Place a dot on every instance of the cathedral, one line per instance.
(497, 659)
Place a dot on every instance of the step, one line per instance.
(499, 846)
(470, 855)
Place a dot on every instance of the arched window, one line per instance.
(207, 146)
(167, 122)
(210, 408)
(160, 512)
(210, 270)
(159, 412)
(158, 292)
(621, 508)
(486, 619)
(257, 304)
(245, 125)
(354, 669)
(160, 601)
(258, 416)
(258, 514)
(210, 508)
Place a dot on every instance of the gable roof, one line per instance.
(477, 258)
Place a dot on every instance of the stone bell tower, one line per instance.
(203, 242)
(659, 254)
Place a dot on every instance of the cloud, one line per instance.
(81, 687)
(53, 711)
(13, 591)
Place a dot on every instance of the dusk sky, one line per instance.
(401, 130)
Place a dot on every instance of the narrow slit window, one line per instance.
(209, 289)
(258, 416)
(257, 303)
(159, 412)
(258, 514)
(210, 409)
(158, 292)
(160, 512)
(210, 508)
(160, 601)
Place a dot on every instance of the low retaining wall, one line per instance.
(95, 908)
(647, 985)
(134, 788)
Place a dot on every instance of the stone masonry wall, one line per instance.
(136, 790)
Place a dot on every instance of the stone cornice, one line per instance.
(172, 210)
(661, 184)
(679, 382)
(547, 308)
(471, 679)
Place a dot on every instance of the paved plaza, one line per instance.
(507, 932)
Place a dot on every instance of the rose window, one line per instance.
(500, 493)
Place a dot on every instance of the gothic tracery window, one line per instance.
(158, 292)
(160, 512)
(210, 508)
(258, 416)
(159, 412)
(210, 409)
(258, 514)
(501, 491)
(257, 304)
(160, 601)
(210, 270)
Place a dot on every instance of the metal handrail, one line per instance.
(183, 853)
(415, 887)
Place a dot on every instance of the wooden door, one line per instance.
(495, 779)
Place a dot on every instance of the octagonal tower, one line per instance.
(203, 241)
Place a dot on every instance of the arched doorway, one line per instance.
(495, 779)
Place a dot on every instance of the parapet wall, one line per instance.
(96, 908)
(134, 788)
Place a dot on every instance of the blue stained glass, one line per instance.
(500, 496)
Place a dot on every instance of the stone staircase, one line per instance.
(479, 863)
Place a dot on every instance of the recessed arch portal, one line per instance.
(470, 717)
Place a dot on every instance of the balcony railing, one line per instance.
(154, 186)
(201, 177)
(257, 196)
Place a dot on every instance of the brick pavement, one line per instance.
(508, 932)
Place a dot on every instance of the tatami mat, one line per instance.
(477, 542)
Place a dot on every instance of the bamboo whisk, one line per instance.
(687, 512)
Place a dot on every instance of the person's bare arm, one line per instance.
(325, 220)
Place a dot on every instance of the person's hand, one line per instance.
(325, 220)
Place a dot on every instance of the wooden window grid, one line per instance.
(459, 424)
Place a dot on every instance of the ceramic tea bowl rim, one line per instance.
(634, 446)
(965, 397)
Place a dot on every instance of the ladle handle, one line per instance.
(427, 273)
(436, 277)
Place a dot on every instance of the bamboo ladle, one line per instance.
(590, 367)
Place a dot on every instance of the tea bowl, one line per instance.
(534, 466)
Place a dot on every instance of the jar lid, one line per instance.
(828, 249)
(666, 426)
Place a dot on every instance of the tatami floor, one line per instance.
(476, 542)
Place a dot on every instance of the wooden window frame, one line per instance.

================

> _WRITTEN TASK_: Only the lines from the one that contains "Place a dot on every instance of the metal" to the end of the data should be output, exactly as they appear.

> _WORKED SOLUTION_:
Place a dot on every instance of the metal handrail, one line per instance.
(183, 853)
(415, 887)
Place a dot on every instance of the wooden door, one line per instance.
(495, 779)
Place a dot on every instance of the octagonal tower, one line per instance.
(203, 241)
Place a dot on every instance of the arched doorway, one line per instance.
(495, 779)
Place a dot on every instance of the parapet wall, one line per instance.
(96, 908)
(134, 788)
Place a dot on every instance of the blue stained glass, one line per instance.
(500, 496)
Place a dot on every instance of the stone staircase, one line per instance.
(479, 863)
Place a dot on every instance of the recessed arch portal, one line per instance.
(470, 717)
Place a dot on every instance of the balcony railing, one line per instance.
(154, 186)
(201, 177)
(257, 196)
Place a dot on every instance of the brick pavement, one line per instance.
(508, 932)
Place a dot on every instance of the tatami mat, one line per instance.
(477, 542)
Place a dot on every instance of the bamboo whisk, one line per instance.
(687, 512)
Place a dot on every instance of the person's bare arm, one line per instance.
(325, 220)
Place a dot on every instance of the person's hand, one line per instance.
(325, 220)
Place a dot on every instance of the wooden window grid, one line per instance.
(459, 424)
Place a dot on every instance of the ceramic tea bowl rim, one line per instance.
(634, 446)
(965, 397)
Place a dot on every instance of the ladle handle, one line per instance.
(427, 273)
(436, 277)
Place a dot on every instance of the bamboo ladle, one line per instance.
(590, 367)
Place a dot on every instance of the tea bowl, one line per instance.
(534, 466)
Place a dot on every instance of the jar lid, one line per instance.
(828, 249)
(666, 426)
Place a dot on every instance of the tatami floor, one line per instance.
(476, 542)
Place a dot on every instance of the wooden window frame, one line per instance.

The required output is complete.